* **Ausgewählter Text**
Esther Mujawayo, Souâd Belhaddad: "Ein Leben mehr"

Ergreifend und ungeheuer lebendig schildert Esther Mujawayo mit Hilfe der Journalistin Souâd Belhaddad, die ihre Erzählung aufgeschrieben hat , wie sie die Kraft für ein Leben nach dem Völkermord aufbringt.
"Es kam ein Moment, in dem ich mir sagte: 'Wenn du überleben willst, Esther, musst du dich dem widmen, was dir geblieben ist, und nicht dem, was du verloren hast'."


Im April 1994 begann mit der Ermordung des amtierenden Präsidenten Habyarimama in Ruanda der erste Genozid, der noch während seines kurzen Verlaufs in der internationalen Presse auch tatsächlich als ein solcher bezeichnet, trotzdem nicht von der Völkergemeinschaft unterbunden wurde. Aus welchen Gründen auch immer.

Esther, die Tochter eines Predigers und Lehrers, musste von ihrer Geburt im Jahr 1958 an immer wieder am eigenen Leib erfahren, wie die Hutu die Tutsi verfolgten, und mehrfach musste ihre Familie das Haus neu aufbauen, nachdem in Ruanda wieder einmal "der Wind geweht" hatte, wie die Hutu und auch die Tutsi schon seit langem ethnische Säuberungen nannten.

Abgesehen von der Beschreibung der Entwicklungen, die 1994 zum Völkermord geführt hatten und des Verlaufs desselben, berichtet dieses Buch auch aus Esthers Sicht von den Nachwehen dieser Geschehnisse, die bis heute in einem unvorstellbaren, oder zumindest weitgehend ignorierten, Maß anhalten.
Weiters wird die Arbeit der Organisation "Avega" geschildert, an der sie selbst von Anfang an rege mitwirkt und die dringend zusätzliche Unterstützung benötigt.

* **Aufgaben zum Material**
A – Gib aus der Besprechung zu „Ein Leben mehr“ den Abschnitt von „Im April 1994“ bis einschließlich „ethnische Säuberungen nannten.“ wortgetreu wieder.
B – Erkläre anhand der Besprechung zu „Ein Leben mehr“, warum Esthers Familie ihr Haus mehrfach neu aufbauen musste.
C – Nimm die Besprechung zu „Ein Leben mehr“ nach ihrem letzten Satz wieder auf und schreibe sie weiter.

* **Bereitgestellte Daten**
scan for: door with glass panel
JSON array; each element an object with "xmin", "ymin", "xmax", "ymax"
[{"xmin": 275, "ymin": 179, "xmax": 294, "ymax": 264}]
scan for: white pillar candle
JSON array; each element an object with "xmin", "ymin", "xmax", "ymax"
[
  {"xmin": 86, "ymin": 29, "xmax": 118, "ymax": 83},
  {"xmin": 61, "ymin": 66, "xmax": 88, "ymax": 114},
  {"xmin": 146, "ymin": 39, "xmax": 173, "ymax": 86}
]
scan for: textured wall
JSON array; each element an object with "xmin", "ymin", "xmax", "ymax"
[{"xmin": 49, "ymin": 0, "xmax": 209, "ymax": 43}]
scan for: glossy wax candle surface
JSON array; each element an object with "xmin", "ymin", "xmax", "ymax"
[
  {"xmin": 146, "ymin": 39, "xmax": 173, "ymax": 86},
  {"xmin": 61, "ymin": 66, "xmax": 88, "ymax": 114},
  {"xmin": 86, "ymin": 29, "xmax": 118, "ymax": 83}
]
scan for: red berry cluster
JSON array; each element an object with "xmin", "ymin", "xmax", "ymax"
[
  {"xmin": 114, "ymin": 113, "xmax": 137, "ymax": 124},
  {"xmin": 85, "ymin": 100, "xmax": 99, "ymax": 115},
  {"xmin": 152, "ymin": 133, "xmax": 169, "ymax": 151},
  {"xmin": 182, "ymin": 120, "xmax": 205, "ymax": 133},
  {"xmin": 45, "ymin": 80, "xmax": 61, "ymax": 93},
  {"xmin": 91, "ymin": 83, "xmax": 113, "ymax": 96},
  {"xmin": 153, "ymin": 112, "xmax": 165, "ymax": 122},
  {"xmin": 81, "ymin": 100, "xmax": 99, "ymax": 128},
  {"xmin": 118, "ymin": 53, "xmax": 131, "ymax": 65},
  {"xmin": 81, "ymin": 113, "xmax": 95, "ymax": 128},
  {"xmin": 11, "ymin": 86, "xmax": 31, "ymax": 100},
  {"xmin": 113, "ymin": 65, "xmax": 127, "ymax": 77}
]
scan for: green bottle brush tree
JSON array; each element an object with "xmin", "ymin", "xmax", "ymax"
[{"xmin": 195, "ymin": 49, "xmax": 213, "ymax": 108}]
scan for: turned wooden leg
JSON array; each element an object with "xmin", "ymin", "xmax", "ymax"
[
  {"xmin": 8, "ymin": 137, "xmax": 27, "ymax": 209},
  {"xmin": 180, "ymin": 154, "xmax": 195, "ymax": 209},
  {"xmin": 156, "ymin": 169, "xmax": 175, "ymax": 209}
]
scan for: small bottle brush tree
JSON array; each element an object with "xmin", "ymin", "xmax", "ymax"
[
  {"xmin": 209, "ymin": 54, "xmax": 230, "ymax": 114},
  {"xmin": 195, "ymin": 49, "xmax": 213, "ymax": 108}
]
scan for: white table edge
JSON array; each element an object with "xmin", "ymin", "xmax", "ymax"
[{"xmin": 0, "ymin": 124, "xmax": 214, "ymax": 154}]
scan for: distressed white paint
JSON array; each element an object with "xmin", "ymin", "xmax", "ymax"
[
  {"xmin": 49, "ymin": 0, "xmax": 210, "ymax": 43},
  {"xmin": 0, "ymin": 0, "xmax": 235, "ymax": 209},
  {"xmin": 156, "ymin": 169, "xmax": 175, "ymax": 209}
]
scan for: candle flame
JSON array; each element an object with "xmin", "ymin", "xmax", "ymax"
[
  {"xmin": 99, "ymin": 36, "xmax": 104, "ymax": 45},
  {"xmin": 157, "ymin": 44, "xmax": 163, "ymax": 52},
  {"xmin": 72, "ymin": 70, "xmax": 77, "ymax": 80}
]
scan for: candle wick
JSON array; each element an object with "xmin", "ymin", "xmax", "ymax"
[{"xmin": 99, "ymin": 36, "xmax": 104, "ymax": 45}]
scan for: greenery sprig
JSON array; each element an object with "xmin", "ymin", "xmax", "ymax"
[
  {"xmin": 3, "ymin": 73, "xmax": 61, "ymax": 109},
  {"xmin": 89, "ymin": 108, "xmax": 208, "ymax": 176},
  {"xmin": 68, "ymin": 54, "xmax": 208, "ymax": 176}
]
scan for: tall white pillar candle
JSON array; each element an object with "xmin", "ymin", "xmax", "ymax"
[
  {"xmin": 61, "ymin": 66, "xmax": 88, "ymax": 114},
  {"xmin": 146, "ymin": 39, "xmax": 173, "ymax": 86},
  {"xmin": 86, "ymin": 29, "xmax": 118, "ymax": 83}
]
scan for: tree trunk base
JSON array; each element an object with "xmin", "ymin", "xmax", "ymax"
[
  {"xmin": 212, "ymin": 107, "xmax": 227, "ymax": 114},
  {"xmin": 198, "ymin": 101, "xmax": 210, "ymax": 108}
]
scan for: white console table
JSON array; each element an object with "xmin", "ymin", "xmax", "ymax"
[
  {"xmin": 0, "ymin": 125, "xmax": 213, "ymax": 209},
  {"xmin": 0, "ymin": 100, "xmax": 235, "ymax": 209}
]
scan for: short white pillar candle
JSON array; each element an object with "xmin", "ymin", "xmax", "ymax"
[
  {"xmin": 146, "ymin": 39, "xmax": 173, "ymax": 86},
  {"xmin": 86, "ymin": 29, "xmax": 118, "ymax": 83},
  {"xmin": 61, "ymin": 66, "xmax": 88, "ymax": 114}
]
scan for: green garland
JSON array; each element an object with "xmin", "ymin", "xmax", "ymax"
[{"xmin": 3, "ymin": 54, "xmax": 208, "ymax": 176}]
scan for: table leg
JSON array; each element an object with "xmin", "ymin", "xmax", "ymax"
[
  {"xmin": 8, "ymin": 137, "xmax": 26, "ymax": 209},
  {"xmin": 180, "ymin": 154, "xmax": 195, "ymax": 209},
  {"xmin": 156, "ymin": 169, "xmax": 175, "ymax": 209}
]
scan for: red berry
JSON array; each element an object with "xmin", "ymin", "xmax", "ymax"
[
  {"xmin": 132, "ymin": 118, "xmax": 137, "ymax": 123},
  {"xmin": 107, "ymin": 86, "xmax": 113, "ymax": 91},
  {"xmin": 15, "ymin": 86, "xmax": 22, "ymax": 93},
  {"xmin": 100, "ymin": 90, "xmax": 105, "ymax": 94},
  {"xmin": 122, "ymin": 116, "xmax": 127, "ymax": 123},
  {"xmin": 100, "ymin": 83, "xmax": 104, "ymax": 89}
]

* **Antworten je Aufgabe**
A –
Im April 1994 begann mit der Ermordung des amtierenden Präsidenten Habyarimama in Ruanda der erste Genozid, der noch während seines kurzen Verlaufs in der internationalen Presse auch tatsächlich als ein solcher bezeichnet, trotzdem nicht von der Völkergemeinschaft unterbunden wurde. Aus welchen Gründen auch immer.

Esther, die Tochter eines Predigers und Lehrers, musste von ihrer Geburt im Jahr 1958 an immer wieder am eigenen Leib erfahren, wie die Hutu die Tutsi verfolgten, und mehrfach musste ihre Familie das Haus neu aufbauen, nachdem in Ruanda wieder einmal "der Wind geweht" hatte, wie die Hutu und auch die Tutsi schon seit langem ethnische Säuberungen nannten.

B – Die Familie musste das Haus immer wieder neu aufbauen, weil in Ruanda wiederholt „der Wind geweht“ hatte. So nannten Hutu und Tutsi die ethnischen Säuberungen, bei denen die Hutu die Tutsi verfolgten.

C –
Seltsamerweise ist "Ein Leben mehr" jedoch keineswegs ein offensichtlicher Spendenappell; höchstens sehr indirekt. Esther ist erbost über die Art, wie die internationale Gemeinschaft und auch der internationale Gerichtshof mit der Tatsache des Genozids und dessen Spätfolgen umgingen. Diese Empörung zeigt sich auf jeder Seite dieses Buchs, denn Esther Mujawayo ist keine Vermittlerin zwischen Hutu und Tutsi. Sie hasst und verachtet die Mörder ihrer Verwandten und Bekannten. Zudem ist sie wütend auf die Reglosigkeit und stellenweise Rücksichtslosigkeit, mit der in der Weltöffentlichkeit mit dem Thema umgegangen wurde.

Die Berichte stammen aus verschiedenen Interviews, weshalb im Vorwort darum gebeten wird, über gelegentliche inhaltliche Wiederholungen hinweg zu sehen. Diese fallen beim Lesen aber kaum ins Gewicht, und die unverhohlene Darstellung der Emotionen verleiht Esthers Bericht große Eindringlichkeit.

Das Buch schließt mit einer Auflistung von "Esthers" Toten und einer Chronologie der Ereignisse in Ruanda von 1898 bis 2004. Ein unversöhnliches Zeitzeugnis über Ereignisse, die Viele schon wieder verdrängt, Andere nie wahrgenommen haben, und die dennoch niemals vergessen werden dürfen.

(K.-G. Beck-Ewerhardy; 01/2006)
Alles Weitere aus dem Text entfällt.